— What is expected —
Your answer should hold every line of the records below that contains the string "wall".
──────── Records shown ────────
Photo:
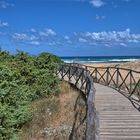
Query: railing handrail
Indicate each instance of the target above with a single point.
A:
(86, 81)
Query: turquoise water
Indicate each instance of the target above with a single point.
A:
(100, 59)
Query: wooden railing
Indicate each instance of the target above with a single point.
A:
(81, 78)
(125, 81)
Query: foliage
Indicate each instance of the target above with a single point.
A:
(23, 78)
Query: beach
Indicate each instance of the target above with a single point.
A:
(135, 65)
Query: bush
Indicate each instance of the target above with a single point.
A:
(23, 78)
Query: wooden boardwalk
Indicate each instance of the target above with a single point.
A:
(118, 119)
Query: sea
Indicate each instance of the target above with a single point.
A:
(99, 59)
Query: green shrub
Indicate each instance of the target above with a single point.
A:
(23, 78)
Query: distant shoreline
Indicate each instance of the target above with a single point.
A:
(102, 59)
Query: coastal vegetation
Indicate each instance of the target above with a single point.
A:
(23, 79)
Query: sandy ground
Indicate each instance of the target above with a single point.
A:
(135, 65)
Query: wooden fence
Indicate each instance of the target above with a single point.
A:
(81, 78)
(125, 81)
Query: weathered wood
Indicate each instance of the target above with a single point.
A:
(79, 76)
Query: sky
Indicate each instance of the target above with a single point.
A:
(71, 27)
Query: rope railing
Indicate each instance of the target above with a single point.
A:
(80, 77)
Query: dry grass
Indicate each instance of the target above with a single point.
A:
(52, 112)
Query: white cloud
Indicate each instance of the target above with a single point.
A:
(4, 4)
(123, 44)
(47, 32)
(66, 37)
(33, 30)
(97, 3)
(3, 24)
(20, 37)
(82, 40)
(99, 17)
(109, 38)
(35, 43)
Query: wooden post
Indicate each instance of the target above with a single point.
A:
(91, 130)
(117, 78)
(107, 76)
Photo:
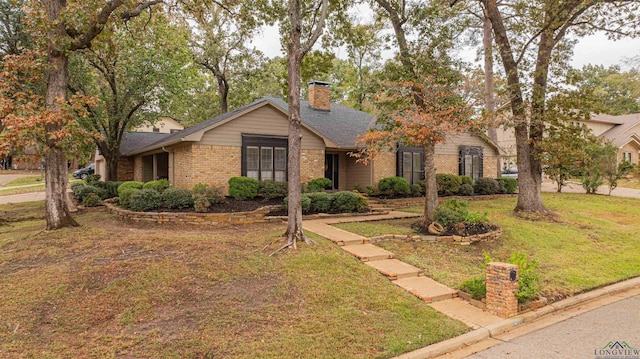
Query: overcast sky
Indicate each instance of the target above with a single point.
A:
(596, 49)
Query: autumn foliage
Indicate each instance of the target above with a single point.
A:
(27, 123)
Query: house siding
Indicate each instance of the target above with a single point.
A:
(357, 173)
(311, 164)
(262, 121)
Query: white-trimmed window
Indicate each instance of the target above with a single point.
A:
(264, 157)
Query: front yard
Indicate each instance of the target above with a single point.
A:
(109, 289)
(592, 242)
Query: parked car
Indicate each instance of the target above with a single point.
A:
(84, 172)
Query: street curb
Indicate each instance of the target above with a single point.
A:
(506, 325)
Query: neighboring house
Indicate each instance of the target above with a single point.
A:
(252, 141)
(622, 131)
(142, 135)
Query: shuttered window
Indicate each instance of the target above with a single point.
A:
(264, 157)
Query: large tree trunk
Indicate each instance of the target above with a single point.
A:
(431, 186)
(529, 175)
(294, 223)
(490, 100)
(56, 174)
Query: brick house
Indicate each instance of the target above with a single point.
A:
(252, 141)
(622, 131)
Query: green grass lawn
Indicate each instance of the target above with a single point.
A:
(25, 181)
(593, 242)
(113, 289)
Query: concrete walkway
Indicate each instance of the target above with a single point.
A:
(404, 275)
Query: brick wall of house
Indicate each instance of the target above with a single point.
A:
(311, 165)
(384, 166)
(180, 166)
(320, 97)
(214, 165)
(629, 147)
(137, 168)
(125, 169)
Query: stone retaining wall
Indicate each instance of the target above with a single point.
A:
(210, 219)
(464, 241)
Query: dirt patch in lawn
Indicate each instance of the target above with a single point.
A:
(143, 290)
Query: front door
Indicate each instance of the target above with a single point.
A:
(331, 169)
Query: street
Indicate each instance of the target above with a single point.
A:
(612, 331)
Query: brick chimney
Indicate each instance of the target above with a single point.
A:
(320, 95)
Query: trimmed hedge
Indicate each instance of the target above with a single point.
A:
(129, 184)
(213, 194)
(319, 184)
(348, 202)
(510, 185)
(321, 201)
(145, 200)
(486, 186)
(125, 195)
(394, 186)
(243, 188)
(159, 185)
(448, 184)
(176, 198)
(271, 189)
(465, 190)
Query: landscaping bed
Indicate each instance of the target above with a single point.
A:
(591, 242)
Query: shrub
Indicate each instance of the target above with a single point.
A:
(214, 194)
(321, 201)
(125, 196)
(451, 212)
(243, 187)
(305, 203)
(465, 190)
(75, 188)
(177, 198)
(92, 178)
(417, 190)
(92, 200)
(466, 180)
(319, 184)
(129, 184)
(348, 202)
(112, 188)
(145, 200)
(476, 287)
(159, 185)
(448, 184)
(486, 186)
(510, 185)
(394, 186)
(85, 191)
(370, 190)
(271, 189)
(201, 202)
(528, 275)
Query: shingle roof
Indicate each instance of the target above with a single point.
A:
(620, 135)
(135, 140)
(341, 125)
────────
— Reply to the task —
Query: brick wall of house
Query: stone retaining wall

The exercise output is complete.